▶ **Auszug**
---+---
Bei der Bewertung des Verursachungsanteils der Klägerseite ist zu berücksichtigen, dass diese gegen das Vorfahrtsrecht des Beklagtenfahrzeugs verstoßen hat, indem sie in die Kreuzung eingefahren ist, als die Ampel für den kreuzenden Verkehr bereits Grün zeigte. Sie war insbesondere nach dem gerade Gesagten auch nicht berechtigt, die Kreuzung zu räumen, weil dies jedenfalls vorausgesetzt hätte, dass sie bereits in den Kreuzungsbereich eingefahren war. So verhielt es sich hier aber nicht. Vielmehr befand sich die Zeugin mit dem Polo im entscheidenden Moment noch gar nicht im Bereich der eigentlichen Kreuzung, sondern noch vor diesem Bereich.
---+---
Einträge eines Datensatzes:

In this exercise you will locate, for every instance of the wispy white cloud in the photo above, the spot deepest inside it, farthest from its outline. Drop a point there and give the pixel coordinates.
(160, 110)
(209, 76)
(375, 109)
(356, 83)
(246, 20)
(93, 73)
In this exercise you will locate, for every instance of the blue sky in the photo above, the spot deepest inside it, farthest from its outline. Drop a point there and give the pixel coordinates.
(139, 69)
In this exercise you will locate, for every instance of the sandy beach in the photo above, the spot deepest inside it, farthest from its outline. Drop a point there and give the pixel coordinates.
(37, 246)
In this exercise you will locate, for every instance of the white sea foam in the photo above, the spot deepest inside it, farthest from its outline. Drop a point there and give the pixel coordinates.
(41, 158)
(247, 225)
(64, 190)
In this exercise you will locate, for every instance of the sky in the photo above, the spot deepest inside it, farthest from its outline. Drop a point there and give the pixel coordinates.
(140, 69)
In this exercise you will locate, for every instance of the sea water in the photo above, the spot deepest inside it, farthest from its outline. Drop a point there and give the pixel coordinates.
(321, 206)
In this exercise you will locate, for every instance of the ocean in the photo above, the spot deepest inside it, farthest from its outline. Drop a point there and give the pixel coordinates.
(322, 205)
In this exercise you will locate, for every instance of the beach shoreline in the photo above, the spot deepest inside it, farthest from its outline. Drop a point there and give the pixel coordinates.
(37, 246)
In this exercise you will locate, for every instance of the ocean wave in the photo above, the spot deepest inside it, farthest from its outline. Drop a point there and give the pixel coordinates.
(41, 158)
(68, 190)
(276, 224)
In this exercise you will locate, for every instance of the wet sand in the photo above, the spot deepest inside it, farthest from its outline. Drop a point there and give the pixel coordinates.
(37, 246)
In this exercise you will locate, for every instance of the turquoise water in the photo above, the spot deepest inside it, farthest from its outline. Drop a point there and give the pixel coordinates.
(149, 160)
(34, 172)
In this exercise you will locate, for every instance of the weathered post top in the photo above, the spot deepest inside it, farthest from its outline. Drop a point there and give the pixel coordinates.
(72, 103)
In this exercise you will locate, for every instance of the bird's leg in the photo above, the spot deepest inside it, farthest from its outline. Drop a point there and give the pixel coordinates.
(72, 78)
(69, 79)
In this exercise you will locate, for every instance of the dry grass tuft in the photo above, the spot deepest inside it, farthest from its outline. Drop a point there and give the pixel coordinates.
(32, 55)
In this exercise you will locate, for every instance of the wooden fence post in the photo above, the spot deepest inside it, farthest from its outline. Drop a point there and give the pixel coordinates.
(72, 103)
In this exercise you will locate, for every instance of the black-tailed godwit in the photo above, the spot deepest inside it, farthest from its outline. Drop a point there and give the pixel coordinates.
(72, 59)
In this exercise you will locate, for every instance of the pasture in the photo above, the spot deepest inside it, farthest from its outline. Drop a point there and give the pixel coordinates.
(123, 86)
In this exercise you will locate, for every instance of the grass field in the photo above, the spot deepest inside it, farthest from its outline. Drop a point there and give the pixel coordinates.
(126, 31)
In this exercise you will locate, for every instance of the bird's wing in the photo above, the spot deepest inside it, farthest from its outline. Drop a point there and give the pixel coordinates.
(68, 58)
---+---
▶ **Aufgabenstellung**
Wo befand sich laut dem Auszug die Zeugin mit dem Polo im entscheidenden Moment? Stützen Sie sich ausschließlich auf den Auszug.

▶ **Schriftliche Antwort**
Sie befand sich noch nicht im Bereich der eigentlichen Kreuzung, sondern noch vor diesem Bereich.